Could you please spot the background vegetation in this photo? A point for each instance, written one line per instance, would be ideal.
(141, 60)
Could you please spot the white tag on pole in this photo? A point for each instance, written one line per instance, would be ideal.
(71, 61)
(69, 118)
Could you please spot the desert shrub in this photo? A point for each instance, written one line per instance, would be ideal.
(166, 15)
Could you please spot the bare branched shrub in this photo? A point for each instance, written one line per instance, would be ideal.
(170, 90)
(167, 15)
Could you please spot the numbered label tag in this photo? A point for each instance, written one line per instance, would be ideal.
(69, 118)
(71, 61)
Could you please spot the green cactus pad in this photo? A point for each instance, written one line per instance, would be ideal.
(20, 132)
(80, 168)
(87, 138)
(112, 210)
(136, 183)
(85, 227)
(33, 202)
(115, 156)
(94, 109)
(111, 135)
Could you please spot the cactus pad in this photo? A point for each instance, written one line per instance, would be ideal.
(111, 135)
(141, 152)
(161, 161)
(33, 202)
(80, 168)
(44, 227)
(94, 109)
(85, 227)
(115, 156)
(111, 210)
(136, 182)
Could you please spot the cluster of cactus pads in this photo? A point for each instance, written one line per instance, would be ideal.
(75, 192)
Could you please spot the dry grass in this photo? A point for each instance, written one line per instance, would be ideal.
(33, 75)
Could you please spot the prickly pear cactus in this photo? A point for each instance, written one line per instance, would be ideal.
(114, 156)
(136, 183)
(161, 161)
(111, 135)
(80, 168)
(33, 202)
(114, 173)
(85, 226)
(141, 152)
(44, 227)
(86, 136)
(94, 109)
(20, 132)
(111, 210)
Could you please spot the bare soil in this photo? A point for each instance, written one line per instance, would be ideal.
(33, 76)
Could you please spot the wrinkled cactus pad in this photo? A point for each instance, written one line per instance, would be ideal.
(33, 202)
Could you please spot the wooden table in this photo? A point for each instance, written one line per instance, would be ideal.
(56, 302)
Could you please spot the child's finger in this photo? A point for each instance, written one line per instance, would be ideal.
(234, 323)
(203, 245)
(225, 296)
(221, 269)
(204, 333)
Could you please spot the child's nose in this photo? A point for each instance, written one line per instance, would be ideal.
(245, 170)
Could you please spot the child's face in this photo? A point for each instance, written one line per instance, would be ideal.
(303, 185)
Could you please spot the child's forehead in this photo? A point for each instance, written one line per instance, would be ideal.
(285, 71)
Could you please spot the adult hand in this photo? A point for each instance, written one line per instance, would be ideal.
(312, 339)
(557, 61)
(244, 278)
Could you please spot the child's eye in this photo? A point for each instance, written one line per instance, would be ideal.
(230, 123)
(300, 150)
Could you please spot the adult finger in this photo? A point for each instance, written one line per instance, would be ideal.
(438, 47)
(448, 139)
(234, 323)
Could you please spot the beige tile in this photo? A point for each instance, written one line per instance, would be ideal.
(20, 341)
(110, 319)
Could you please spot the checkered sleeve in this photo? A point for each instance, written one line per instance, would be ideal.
═══
*WORK INSTRUCTIONS*: Copy out the data word for word, beginning at the line that contains "Could you please spot the child's nose" and continuing through the last line of the data.

*ANSWER TO THIS PROBLEM*:
Could you please spot the child's nose in this photo? A point for each instance, written one line per instance, would be ideal.
(245, 170)
Could you please spot the child's face in this photo? A point for each instance, written one line per instance, would be ideal.
(303, 185)
Could you please spot the child's forehead in this photo? A point for each instance, written one line per instance, would be ideal.
(285, 71)
Could you please spot the adult hand in this photo? A point for each instance, written one line per instance, would be ideal.
(312, 339)
(557, 61)
(244, 278)
Could you please spot the child's eye in this photo? A point for each instance, written one line per instance, would be ideal.
(230, 123)
(300, 150)
Could you please spot the adult finger in this photo? A point for each instance, written one line per instance, would be ideal.
(438, 47)
(448, 139)
(234, 323)
Could you please spot the beige tile in this photo? A point for each instance, written one line per instance, would be ideal.
(20, 341)
(110, 319)
Could you please spot the checkered sleeve in this photo? A point for each instance, written one line per instance, would be ideal.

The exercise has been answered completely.